Point-per-instance localization data:

━━━━━━━━━━

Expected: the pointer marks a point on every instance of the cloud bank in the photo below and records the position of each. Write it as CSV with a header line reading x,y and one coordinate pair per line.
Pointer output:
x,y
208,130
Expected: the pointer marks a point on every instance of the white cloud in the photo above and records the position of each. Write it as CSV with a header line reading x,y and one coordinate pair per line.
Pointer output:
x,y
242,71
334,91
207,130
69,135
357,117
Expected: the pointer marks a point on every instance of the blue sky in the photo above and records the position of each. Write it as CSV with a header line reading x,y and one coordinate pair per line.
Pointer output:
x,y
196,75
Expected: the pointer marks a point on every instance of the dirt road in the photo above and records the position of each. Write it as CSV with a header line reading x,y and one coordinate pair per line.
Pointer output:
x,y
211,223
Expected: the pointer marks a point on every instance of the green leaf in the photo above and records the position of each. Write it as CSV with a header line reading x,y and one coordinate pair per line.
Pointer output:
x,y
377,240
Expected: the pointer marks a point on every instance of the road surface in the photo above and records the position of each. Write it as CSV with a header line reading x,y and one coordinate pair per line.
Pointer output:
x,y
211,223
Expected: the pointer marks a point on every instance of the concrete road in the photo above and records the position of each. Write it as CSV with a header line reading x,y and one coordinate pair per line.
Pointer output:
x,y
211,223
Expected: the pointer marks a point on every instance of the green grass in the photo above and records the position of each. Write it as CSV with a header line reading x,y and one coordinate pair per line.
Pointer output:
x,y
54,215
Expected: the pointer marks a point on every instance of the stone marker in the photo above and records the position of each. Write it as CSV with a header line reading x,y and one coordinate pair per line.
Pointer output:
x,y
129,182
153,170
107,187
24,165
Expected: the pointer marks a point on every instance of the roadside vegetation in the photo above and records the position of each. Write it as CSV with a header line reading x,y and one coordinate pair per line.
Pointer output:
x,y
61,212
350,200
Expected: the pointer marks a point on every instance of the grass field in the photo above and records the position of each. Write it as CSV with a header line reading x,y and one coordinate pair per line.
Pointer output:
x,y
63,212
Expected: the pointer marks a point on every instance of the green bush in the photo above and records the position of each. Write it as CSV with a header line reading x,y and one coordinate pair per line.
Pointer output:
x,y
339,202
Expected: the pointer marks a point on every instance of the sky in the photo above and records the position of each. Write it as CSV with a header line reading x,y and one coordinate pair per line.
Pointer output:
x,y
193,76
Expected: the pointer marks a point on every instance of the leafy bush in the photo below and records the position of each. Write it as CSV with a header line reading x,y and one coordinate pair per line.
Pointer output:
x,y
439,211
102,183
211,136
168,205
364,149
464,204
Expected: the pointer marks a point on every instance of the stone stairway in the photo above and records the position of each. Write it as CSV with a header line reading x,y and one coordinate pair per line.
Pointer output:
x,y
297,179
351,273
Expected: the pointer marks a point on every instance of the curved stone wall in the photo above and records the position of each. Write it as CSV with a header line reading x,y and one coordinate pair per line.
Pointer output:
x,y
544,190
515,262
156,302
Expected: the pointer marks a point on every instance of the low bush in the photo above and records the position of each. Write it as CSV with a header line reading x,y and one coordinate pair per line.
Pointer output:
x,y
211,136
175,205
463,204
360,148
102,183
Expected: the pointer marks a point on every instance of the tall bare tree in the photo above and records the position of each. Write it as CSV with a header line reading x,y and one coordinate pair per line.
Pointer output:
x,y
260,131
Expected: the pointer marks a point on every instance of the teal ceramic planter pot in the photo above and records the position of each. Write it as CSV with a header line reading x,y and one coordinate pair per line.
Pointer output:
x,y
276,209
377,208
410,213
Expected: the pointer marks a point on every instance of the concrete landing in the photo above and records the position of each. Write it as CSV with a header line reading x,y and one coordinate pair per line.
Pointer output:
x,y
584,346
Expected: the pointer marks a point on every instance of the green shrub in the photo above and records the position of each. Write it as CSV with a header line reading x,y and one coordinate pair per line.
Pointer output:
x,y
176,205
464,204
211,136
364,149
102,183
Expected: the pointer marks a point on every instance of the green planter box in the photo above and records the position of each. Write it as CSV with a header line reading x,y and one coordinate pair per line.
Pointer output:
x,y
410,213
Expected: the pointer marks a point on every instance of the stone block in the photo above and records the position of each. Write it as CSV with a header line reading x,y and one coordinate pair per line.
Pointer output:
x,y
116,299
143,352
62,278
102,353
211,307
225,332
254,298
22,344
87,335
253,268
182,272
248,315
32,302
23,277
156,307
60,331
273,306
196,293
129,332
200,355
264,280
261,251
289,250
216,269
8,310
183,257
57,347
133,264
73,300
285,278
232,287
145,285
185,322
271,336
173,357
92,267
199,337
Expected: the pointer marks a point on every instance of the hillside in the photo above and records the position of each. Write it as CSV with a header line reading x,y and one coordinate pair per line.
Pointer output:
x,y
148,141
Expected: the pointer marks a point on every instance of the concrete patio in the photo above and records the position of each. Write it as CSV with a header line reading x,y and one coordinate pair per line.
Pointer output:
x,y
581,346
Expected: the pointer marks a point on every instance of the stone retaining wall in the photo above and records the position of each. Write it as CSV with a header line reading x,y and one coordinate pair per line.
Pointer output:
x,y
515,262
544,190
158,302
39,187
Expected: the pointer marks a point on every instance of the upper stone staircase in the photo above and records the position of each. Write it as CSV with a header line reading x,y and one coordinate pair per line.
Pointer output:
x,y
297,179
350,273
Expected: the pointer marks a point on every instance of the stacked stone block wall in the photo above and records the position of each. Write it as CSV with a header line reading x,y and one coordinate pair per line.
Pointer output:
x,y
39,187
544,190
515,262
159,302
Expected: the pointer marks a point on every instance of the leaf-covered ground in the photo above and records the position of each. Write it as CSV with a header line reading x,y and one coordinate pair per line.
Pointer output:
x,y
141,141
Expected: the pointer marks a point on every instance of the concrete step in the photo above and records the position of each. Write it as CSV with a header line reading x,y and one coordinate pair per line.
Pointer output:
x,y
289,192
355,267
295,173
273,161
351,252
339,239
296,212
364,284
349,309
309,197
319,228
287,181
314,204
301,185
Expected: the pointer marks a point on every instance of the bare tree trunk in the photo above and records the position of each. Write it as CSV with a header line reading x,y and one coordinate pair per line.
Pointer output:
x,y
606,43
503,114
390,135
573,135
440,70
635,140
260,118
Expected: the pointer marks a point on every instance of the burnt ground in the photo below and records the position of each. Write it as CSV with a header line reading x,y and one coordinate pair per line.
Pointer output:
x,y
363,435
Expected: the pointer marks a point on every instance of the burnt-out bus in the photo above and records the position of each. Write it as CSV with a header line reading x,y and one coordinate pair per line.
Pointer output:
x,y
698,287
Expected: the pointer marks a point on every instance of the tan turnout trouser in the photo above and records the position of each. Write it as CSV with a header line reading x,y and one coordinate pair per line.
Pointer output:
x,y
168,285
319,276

━━━━━━━━━━

◆ TASK TO COMPLETE ◆
Each entry above should be repeated exactly, with no line left out.

◆ WRITTEN ANSWER ◆
Expected: the pointer marks a point on every instance of the cloud bank in the photo below and records the position of each. Write it as CSV with a header line reading x,y and one coordinate pair per line.
Pointer output:
x,y
208,130
Expected: the pointer marks a point on every instance of the white cloud in the photo above and records the position of each. Write it as CSV with a header line reading x,y and one coordinate pair per line.
Pointer output:
x,y
242,71
334,91
207,130
69,135
357,117
Expected: the pointer marks a point on every instance of the blue sky in the photo above and records the position of each. Write it as CSV with a header line reading x,y and one coordinate pair per line.
Pointer output:
x,y
196,75
Expected: the pointer marks a point on every instance of the dirt road in the photo above and records the position of each. Write it as CSV with a header line reading x,y and one coordinate pair per line.
Pointer output:
x,y
211,223
Expected: the pointer marks a point on every instance of the green leaf in the photo above and records the position of each. Write it as CSV with a header line reading x,y and one coordinate pair per line.
Pointer output:
x,y
377,240
Expected: the pointer marks a point on every instance of the road surface in the photo above and records the position of each. Write it as CSV with a header line reading x,y and one coordinate pair per line.
Pointer output:
x,y
211,223
Expected: the pointer marks a point on every instance of the concrete road in the photo above and records the position of each. Write it as CSV with a header line reading x,y and one coordinate pair per line.
Pointer output:
x,y
211,223
Expected: the pointer marks a point on every instance of the green grass in the photo above and records the position of each. Write it as CSV with a header line reading x,y and one coordinate pair per line.
Pointer output:
x,y
54,215
Expected: the pointer marks a point on every instance of the stone marker in the photo above and records the position of each. Write it as CSV with a header line reading x,y and one coordinate pair per line.
Pointer output:
x,y
129,182
153,170
107,187
24,165
Expected: the pointer marks a point on every instance of the roadside vegetation in the photo above and records the position of each. Write it as CSV with a header line reading x,y and one coordinate pair per line.
Pointer output:
x,y
61,212
350,200
Expected: the pointer marks a point on every instance of the grass field in the photo above and records the position of each. Write it as CSV with a header line reading x,y and one coordinate pair per line.
Pointer output:
x,y
63,212
Expected: the pointer marks a point on every instance of the green bush in the photo above and records the position of each. Write it as CSV with a header line reading x,y and one coordinate pair per line.
Pointer output:
x,y
339,202
Expected: the pointer marks a point on every instance of the sky in the photo above and records the position of each. Write it as CSV with a header line reading x,y and one coordinate pair per line.
Pointer output:
x,y
193,76
Expected: the pointer marks a point on every instance of the leafy bush in the photo below and records the position of each. Write it as CSV with a header line reading x,y and one coordinate pair per line.
Pointer output:
x,y
439,211
102,183
211,136
168,205
364,149
464,204
Expected: the pointer marks a point on every instance of the stone stairway in the photo above and records the position of each. Write it as CSV with a header line reading x,y and one coordinate pair per line.
Pointer output:
x,y
297,179
351,273
Expected: the pointer marks a point on every instance of the curved stone wall in the photo above and records the position of each. Write it as CSV with a header line reading x,y and one coordinate pair per line.
Pointer output:
x,y
544,190
515,262
156,302
Expected: the pointer marks a point on every instance of the low bush in the photo above and records the position of each. Write it as CSV with a header line reading x,y and one coordinate pair per line.
Pointer output:
x,y
211,136
175,205
463,204
360,148
102,183
Expected: the pointer marks a point on every instance of the tall bare tree in the photo above and records the position of each. Write it as CSV with a header line reading x,y and one coordinate pair per line.
Pointer output:
x,y
260,131
Expected: the pointer marks a point on every instance of the teal ceramic planter pot in the photo above and records the position of each. Write it as CSV with a header line reading x,y and one coordinate pair per line.
Pointer output:
x,y
276,209
377,208
410,213
Expected: the pointer marks a point on every instance of the concrete landing in the photo above and records the position of each. Write it as CSV with a header line reading x,y and one coordinate pair per line.
Pointer output:
x,y
584,346
Expected: the pointer marks a point on every instance of the green shrub in the photo above and records the position of each. Write it as CSV with a header line reading x,y and one coordinate pair per line.
Pointer output:
x,y
176,205
464,204
211,136
364,149
102,183
Expected: the pointer marks a point on every instance of the green planter box in the photo above and records the position of each. Write it as CSV with a header line reading x,y and one coordinate pair per line.
Pointer output:
x,y
410,213
Expected: the pointer marks a point on every instance of the stone block in the photo above and records the position of each. Write it as CSV with a header line reading x,y and one coordinate pair per line.
Pointer output:
x,y
116,299
143,352
62,278
102,353
211,307
225,332
254,298
22,344
87,335
253,268
182,272
248,315
32,302
23,277
156,307
60,331
273,306
196,293
129,332
200,355
264,280
261,251
289,250
216,269
8,310
183,257
57,347
133,264
73,300
285,278
232,287
145,285
185,322
271,336
173,357
92,267
199,337
Expected: the pointer marks a point on every instance of the hillside in the photo above and records the position of each. Write it as CSV with a header line reading x,y and one coordinate pair per line.
Pointer output:
x,y
148,141
Expected: the pointer marks a point on every instance of the concrete patio in the photo above and records the position of each. Write it as CSV with a header line reading x,y and one coordinate pair per line.
Pointer output:
x,y
581,346
Expected: the pointer marks a point on every instance of the stone retaining wall in the photo above and records the position of each. Write it as CSV with a header line reading x,y and one coordinate pair per line.
Pointer output:
x,y
515,262
544,190
158,302
39,187
Expected: the pointer marks a point on every instance of the upper stone staircase in the photo above and records the position of each. Write it as CSV with a header line reading x,y and one coordinate pair per line.
Pointer output:
x,y
297,179
350,273
Expected: the pointer marks a point on every instance of the stacked stone block wall in the photo above and records the position of each. Write it as CSV with a header line reading x,y and one coordinate pair per line.
Pointer output:
x,y
39,187
544,190
515,262
159,302
Expected: the pointer marks a point on every instance of the leaf-covered ground in the photo above and records the position of each. Write it as CSV with a header line reading x,y and one coordinate pair per line.
Pointer output:
x,y
141,141
Expected: the pointer marks a point on every instance of the concrete step in the photo above and records the position of each. Write it as CSV with a header line reading x,y and one coordinate pair per line.
Pointer output:
x,y
289,192
355,267
295,173
273,161
351,252
339,239
296,212
364,284
349,309
309,197
319,228
287,181
314,204
301,185
Expected: the pointer marks a point on every instance of the bare tree trunk in the photo above and records the position of each. Write it as CSV with a header line reading x,y and one coordinate pair per line.
Pointer output:
x,y
606,43
503,114
390,135
573,135
440,70
635,140
260,118
Expected: the pointer marks a point on every instance of the burnt ground in the photo below and records the position of each. Write it as CSV with a header line reading x,y and one coordinate pair per line.
Pointer output:
x,y
363,435
Expected: the pointer marks a point on every instance of the burnt-out bus in the photo above and records the position of each. Write it as CSV with a header line reading x,y and one coordinate pair per line.
Pointer output:
x,y
698,287
Expected: the pointer marks a point on every instance of the tan turnout trouser in the photo above and records the position of each. Write it as CSV with a header line reading x,y and one coordinate pair per line.
Pointer output:
x,y
168,285
319,276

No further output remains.